_Challenge_: Print the following material line for line, changing nothing.

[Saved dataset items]
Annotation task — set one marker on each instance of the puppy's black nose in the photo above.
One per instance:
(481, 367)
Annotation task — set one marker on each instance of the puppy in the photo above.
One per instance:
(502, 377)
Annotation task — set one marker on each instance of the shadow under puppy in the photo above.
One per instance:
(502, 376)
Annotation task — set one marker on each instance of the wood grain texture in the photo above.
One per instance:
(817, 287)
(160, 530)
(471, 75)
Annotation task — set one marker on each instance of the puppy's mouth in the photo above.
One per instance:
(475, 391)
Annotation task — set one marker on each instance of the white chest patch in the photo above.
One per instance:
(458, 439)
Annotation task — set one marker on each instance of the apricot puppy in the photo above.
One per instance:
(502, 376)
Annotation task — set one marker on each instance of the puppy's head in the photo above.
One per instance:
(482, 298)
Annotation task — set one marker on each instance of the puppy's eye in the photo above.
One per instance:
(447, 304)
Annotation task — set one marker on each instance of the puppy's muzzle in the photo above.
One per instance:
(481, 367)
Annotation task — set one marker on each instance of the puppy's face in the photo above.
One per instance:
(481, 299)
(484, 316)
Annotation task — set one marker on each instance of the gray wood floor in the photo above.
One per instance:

_Right answer_:
Annotation task — set one marker on each instance of the puppy's black nose in the photo above.
One per instance:
(481, 367)
Annotation task — set one marker on each instance of the puppy in the photo above.
One per instance:
(502, 377)
Annotation task — set one marker on each instance of the shadow under puppy in the photo above.
One per instance:
(502, 376)
Annotation task — set one marker on each instance of the wood grain texture in the photo above.
One per instance:
(817, 287)
(160, 530)
(471, 75)
Annotation task — set one marker on each instance of the puppy's mouth in the photo above.
One per instance:
(475, 391)
Annotation task — set one marker on each instance of the white chest patch in the photo above.
One per instance:
(458, 439)
Annotation task — set one marker on each instance of the apricot puppy in the photo above.
One per instance:
(502, 376)
Annotation task — set one marker on each instance of the puppy's head in the photo above.
One per instance:
(482, 298)
Annotation task — set one marker on each instance of the puppy's eye in the photo above.
One per instance:
(447, 304)
Annotation task — set one marker on each instance of the puppy's muzzle in the photo above.
One per instance:
(481, 367)
Annotation task — set one marker on each instance of the puppy's face in the photo above.
One per instance:
(481, 299)
(484, 316)
Annotation task — set one marker on each instance of the gray wood floor in the photo above.
One per instance:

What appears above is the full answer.